[Task to complete] Which lines of the data below hold "shoreline"? Copy each of them.

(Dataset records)
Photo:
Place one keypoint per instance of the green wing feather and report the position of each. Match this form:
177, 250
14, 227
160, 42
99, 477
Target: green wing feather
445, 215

--

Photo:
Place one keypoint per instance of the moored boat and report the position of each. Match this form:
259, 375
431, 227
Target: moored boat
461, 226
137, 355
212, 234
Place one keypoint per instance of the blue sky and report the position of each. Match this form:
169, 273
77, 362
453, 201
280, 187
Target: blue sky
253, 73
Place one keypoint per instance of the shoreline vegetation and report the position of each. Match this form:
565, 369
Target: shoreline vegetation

[Task response]
Place one keypoint per instance of the shoreline vegetation and report the position of each. Match this form:
Target: shoreline vegetation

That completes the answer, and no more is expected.